■ **WHAT IS NEEDED**: Which lines below hold the word "photo"? Report each one.
MATERIAL FOR THIS TASK START
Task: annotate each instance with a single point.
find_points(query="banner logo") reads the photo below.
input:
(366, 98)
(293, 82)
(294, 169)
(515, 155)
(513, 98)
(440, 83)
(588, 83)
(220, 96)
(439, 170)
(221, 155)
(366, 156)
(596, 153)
MATERIAL FOR THIS TASK END
MATERIAL FOR THIS TASK START
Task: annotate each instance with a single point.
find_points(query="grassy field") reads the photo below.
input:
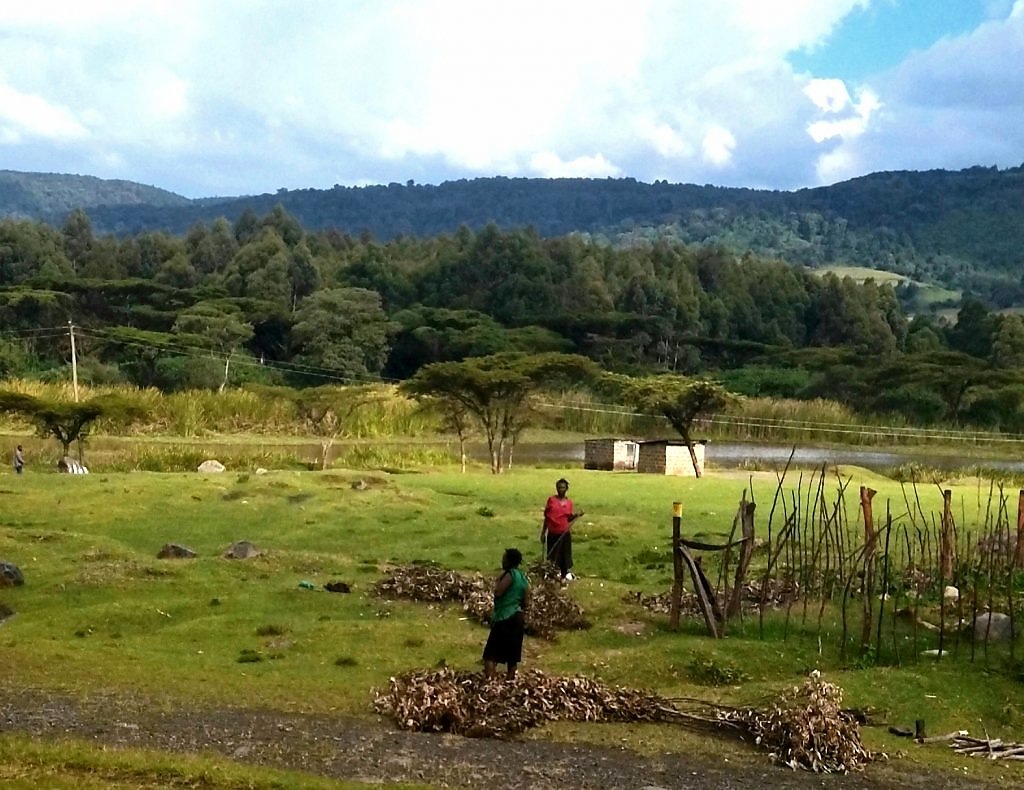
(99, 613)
MATERIAL FOR THIS TASK END
■ **ANSWER BOX**:
find_points(query="banner logo") reads the photo below.
find_points(query="grassy field") reads the photo below.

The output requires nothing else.